■ **EXERCISE BRIEF**
Can you quote exactly the stretch of lines from the one with "Q: Where is a point on each instance of the blonde" through the final line of the material, both ends included?

· · · · ·

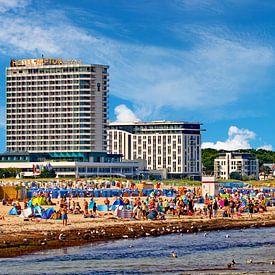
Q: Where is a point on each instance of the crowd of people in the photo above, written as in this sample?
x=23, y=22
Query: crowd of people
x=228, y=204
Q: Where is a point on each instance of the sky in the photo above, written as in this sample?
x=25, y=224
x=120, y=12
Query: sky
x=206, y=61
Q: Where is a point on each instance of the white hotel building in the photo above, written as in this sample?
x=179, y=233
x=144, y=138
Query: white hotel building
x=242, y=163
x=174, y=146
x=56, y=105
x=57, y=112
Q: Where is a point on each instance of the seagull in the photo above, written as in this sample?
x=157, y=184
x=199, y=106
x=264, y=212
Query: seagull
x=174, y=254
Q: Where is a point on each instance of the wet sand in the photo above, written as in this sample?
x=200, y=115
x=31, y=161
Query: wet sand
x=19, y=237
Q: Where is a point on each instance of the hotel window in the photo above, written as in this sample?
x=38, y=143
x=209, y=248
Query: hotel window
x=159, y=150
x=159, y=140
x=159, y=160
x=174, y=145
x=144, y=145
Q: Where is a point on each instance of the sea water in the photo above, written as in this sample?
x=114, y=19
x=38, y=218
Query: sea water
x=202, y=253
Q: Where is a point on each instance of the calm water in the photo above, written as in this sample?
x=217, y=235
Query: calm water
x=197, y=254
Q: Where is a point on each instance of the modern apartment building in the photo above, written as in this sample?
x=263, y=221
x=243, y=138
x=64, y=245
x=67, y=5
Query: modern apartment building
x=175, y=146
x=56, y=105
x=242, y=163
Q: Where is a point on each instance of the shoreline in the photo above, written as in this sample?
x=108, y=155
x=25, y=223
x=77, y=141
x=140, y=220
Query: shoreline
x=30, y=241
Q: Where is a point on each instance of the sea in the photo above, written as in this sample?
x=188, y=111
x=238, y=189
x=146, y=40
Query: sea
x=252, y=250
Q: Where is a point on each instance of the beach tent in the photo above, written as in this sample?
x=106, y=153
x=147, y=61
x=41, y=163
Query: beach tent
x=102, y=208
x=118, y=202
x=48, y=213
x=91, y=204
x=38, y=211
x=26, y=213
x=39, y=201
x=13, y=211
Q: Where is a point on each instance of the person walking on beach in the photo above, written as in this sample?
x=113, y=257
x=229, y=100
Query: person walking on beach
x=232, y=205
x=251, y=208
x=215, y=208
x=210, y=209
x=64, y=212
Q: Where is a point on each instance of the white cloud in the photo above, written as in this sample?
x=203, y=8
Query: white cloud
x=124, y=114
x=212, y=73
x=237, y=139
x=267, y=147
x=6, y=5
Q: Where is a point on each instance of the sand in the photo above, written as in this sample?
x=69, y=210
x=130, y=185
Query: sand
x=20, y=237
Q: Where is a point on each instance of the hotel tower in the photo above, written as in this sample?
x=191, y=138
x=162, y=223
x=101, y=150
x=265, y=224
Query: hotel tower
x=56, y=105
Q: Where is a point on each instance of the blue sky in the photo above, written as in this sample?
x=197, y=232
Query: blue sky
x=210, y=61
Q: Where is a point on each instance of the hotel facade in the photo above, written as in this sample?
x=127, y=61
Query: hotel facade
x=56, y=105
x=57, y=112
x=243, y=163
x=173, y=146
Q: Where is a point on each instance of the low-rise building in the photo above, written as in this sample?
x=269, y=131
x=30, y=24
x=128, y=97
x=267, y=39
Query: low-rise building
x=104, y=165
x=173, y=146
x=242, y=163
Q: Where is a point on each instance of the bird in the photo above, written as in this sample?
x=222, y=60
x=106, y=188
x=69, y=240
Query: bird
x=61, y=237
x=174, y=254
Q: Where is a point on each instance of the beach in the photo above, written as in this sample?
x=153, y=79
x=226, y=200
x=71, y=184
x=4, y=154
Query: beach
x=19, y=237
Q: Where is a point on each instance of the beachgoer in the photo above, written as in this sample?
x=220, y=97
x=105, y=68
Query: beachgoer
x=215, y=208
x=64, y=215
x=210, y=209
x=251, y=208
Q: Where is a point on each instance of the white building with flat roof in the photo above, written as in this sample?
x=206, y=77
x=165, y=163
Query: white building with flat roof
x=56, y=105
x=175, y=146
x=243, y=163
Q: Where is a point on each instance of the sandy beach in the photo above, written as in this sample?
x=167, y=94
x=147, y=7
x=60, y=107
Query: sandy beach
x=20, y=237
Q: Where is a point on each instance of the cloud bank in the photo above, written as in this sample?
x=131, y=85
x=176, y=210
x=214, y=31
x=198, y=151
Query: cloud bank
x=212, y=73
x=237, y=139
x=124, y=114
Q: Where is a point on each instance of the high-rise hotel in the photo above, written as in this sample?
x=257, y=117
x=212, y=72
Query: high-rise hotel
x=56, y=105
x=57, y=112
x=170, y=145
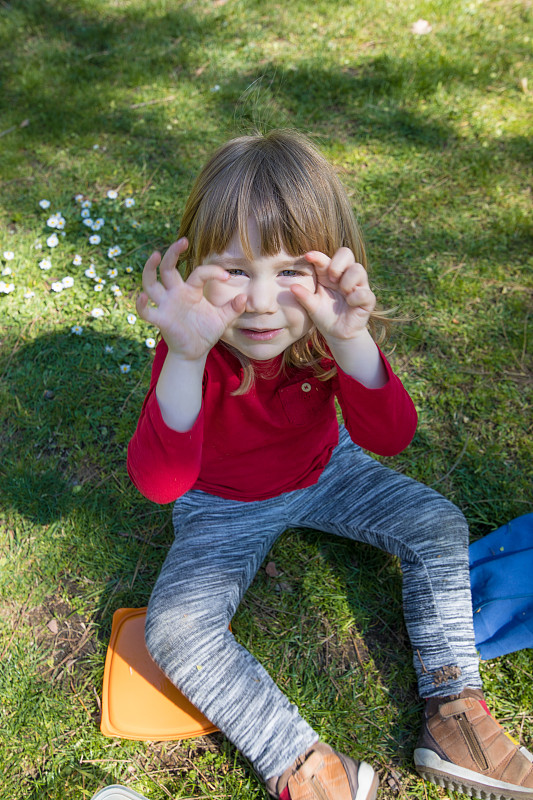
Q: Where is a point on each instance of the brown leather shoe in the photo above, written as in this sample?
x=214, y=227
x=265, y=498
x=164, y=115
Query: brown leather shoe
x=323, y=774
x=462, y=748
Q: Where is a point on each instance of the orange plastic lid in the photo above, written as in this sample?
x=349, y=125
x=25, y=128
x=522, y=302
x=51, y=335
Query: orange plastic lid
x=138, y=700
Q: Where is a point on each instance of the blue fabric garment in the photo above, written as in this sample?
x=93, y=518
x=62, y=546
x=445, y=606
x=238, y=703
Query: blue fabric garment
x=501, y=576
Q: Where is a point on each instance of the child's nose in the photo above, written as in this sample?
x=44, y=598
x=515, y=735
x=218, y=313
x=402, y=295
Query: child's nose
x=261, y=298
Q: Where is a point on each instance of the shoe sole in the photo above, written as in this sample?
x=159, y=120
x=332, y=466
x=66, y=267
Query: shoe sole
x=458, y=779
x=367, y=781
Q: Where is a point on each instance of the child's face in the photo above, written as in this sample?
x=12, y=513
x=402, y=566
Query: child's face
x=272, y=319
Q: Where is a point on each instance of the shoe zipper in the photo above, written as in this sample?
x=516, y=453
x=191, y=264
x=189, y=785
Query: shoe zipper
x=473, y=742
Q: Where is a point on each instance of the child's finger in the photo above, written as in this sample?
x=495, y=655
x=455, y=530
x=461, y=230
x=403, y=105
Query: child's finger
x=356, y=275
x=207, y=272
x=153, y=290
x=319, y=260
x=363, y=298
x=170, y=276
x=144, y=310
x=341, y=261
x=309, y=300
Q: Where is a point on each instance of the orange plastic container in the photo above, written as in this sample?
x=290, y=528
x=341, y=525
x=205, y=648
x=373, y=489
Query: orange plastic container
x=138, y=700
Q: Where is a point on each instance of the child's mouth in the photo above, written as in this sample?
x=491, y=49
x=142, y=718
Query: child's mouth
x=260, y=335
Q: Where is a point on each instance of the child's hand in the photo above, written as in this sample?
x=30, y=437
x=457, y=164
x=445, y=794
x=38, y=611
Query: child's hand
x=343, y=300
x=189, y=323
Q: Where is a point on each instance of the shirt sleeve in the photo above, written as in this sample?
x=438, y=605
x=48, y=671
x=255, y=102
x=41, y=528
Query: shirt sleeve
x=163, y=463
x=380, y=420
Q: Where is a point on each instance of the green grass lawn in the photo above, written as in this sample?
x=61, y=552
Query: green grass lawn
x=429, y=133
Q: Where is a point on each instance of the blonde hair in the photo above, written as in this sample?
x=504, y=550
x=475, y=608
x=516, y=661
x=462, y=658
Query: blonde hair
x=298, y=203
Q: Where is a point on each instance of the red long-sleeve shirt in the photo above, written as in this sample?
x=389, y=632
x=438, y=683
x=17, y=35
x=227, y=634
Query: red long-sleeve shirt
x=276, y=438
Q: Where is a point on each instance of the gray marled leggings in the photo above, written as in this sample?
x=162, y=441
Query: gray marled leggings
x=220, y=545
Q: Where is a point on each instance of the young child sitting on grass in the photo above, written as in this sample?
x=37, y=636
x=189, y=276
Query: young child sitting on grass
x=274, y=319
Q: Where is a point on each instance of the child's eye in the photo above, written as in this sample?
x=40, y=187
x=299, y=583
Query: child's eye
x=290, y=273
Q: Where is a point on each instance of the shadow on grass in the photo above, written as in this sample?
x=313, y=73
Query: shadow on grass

· · · · ·

■ **EXERCISE OUTPUT**
Q: Where is a point on each instance of the blonde hair in the photo above, written as in this sample?
x=504, y=550
x=475, y=608
x=516, y=661
x=462, y=658
Query: blonde hair
x=298, y=203
Q: Where is a point on each instance of the red long-sleeve shirt in the photo above, written as in this sample?
x=389, y=632
x=438, y=683
x=17, y=35
x=227, y=634
Query: red long-sleeve shirt
x=276, y=438
Q: Where is a point on each instance of the gray marled leggings in the photo above, written as in this sample?
x=162, y=441
Query: gray marled leggings
x=220, y=545
Q: Where is a point on each instance of the young child sitting on grass in the photo above, written as in this sample?
x=37, y=636
x=189, y=276
Query: young child sitting on grass
x=274, y=319
Q: Where is a point on each instance of the child's eye in the photo above, written as in this sample?
x=40, y=187
x=299, y=583
Query: child's eye
x=290, y=273
Q: Where is a point on each instance of the shadow on grass in the photo above, written as in this sample?
x=313, y=73
Query: shadow on grass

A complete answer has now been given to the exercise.